Картину эту дополняет трогательное признание, сделанное Львом Николаевичем другу его Марии Александровне Шмидт, "Когда он писал "Воскресенье", жена его, Софья Андреевна, резко напала на него за главу, в которой он описывал обольщение Катюши.
- Ты уже старик, - говорила она, - как тебе не стыдно писать такие гадости.
Лев Николаевич ничего ей не сказал, а когда она ушла, он, обращаясь к бывшей при этом М. А. Шмидт, едва сдерживая рыдания, подступившие ему к горлу, сказал:
- Вот она нападает на меня, а когда меня братья в первый раз привели в публичный дом, и я совершил этот акт, я потом стоял у кровати этой женщины и плакал.!" (Н. Н. Гусев. Биография, т. I, гл. VI. В этой части "Воскресенья" очень много автобиографического. В первом наброске, сделанном 26 декабря 1889 г., Нехлюдов выведен под фамилией Валерьяна Юшкина, племянника тетушек Юшкиных. В первый раз фамилия эта была написана в рукописи "Юшков" и тут же исправлена на "Юшкин". Л. Н-ч был племянником П. И. Юшковой. Но здесь, вероятно, описано не первое падение автора, а позднейшая страница его жизни. Молодая девушка ("Катюша Маслова") была, кажется, из Ясной Поляны или из другой ближайшей деревни, а его роковой шаг был сделан не там. Но возможно также, что Толстой имел намерение описать в романе свое первое падение, и оно отразилось на этих страницах. - И. И. Старинину он сообщил, что все произошло в Кизическом монастыре под Казанью. А в Казани Толстой жил у Юшковых (И. И. Старинин. Около мудреца. - "Русск. Ведомости", 16 ноября 1911 г.))

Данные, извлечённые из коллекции
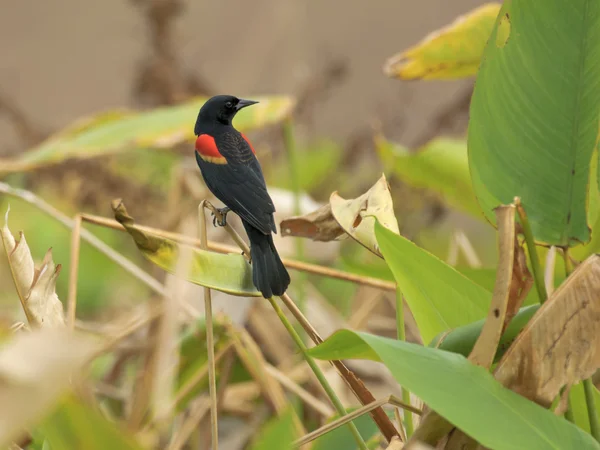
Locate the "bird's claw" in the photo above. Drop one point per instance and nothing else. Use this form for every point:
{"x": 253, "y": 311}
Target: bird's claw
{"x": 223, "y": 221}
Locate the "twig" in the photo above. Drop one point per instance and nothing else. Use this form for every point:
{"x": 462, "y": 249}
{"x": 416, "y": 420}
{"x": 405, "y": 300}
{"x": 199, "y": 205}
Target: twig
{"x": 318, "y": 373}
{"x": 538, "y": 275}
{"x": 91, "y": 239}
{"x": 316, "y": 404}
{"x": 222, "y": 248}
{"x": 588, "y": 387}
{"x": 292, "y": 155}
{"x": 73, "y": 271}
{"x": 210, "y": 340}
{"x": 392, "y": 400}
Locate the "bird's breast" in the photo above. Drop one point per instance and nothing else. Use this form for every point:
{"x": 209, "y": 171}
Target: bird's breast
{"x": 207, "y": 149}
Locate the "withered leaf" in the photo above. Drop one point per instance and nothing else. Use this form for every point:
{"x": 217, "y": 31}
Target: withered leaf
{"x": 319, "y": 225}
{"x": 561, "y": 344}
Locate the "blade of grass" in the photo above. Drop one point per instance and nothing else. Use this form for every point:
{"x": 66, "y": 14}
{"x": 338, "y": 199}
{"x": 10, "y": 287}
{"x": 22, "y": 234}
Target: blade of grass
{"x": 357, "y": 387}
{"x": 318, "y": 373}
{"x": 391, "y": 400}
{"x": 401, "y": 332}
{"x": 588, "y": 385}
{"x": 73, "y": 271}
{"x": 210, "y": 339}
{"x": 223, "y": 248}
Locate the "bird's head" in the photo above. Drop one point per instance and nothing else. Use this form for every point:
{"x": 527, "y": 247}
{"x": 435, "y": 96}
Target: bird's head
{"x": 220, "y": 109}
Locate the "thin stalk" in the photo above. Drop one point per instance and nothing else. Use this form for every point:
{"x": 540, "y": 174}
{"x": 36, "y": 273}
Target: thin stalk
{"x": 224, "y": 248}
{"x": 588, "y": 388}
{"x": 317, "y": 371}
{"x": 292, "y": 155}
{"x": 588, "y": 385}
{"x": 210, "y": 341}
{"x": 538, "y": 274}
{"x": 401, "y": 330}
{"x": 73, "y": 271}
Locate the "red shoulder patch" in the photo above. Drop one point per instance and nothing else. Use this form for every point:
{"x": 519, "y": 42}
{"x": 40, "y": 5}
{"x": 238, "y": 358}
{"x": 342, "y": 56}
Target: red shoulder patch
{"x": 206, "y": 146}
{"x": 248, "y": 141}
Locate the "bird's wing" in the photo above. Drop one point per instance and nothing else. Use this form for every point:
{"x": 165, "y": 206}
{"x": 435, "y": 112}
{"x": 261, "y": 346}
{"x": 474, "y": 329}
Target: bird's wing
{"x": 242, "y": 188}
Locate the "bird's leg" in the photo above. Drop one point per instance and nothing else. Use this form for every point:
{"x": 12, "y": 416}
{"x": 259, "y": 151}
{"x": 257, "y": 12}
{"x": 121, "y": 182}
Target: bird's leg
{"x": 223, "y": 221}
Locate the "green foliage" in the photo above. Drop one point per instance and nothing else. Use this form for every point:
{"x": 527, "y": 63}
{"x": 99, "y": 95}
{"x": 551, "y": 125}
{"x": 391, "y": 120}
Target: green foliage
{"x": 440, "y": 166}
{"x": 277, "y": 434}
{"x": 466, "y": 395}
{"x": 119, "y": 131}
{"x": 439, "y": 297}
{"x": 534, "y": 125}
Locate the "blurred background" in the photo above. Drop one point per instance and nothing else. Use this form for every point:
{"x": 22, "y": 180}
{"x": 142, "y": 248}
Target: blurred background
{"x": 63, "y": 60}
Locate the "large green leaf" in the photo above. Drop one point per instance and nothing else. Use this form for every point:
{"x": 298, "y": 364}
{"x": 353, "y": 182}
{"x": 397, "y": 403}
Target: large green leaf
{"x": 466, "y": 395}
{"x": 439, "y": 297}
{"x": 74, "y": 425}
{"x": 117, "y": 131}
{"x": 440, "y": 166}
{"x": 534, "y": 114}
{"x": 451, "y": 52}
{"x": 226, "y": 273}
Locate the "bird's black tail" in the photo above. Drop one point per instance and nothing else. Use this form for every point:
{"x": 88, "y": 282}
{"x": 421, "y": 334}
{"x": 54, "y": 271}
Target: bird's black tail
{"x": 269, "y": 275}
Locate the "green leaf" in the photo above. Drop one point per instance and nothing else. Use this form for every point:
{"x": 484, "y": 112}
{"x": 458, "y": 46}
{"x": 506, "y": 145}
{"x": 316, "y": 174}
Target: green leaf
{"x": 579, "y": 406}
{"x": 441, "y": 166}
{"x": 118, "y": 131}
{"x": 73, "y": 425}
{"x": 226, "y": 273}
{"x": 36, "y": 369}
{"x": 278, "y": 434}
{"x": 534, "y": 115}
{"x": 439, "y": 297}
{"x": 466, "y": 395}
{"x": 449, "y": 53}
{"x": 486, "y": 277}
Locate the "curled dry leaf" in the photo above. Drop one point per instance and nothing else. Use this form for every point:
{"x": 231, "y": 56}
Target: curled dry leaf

Задания:
1) Назовите все места, упомянутые по названию в отрывке о Толстом и «Воскресении».
2) Продолжите отрывок о Толстом и «Воскресении», начав сразу после его последнего предложения.
Данные представляют собой отдельный материал, не относящийся к отрывку о Толстом и «Воскресении».

Ответы по номерам:
1) Ясная Поляна, Кизический монастырь, Казань.

2)
Но не одну эту жестокую сторону жизни открыла Толстому его молодость. Та же новая сила породила совсем иные настроения. В них не было ничего постыдного, Толстой не только не старался избегать их, но весь отдавался новой мечте. Появилось стремление к личному счастью и противопоставило себя бурному потоку грубой мужской силы. Мечты о "поэтическом, сладостном счастии", которое казалось ему тогда "высшим счастьем жизни", заполняли воображение юноши.
"В тот период времени, который я считаю пределом отрочества и началом юности, основой моих мечтаний были четыре чувства [и одно из них-] любовь к ней, к воображаемой женщине, о которой я мечтал всегда в одном и том же смысле и которую всякую минуту ожидал где-нибудь встретить" ("Юность", гл. III).
"После ужина и иногда ночной прогулки с кем-нибудь по саду... я уходил один спать на-полу на галлерею... Наконец... я оставался совершенно один и, робко оглядываясь по сторонам, не видно ли где-нибудь подле клумбы или подле моей постели белой женщины, рысью бежал на галлерею. И вот тогда-то я ложился на свою постель... смотрел в сад, слушал звуки ночи и мечтал о любви и счастии.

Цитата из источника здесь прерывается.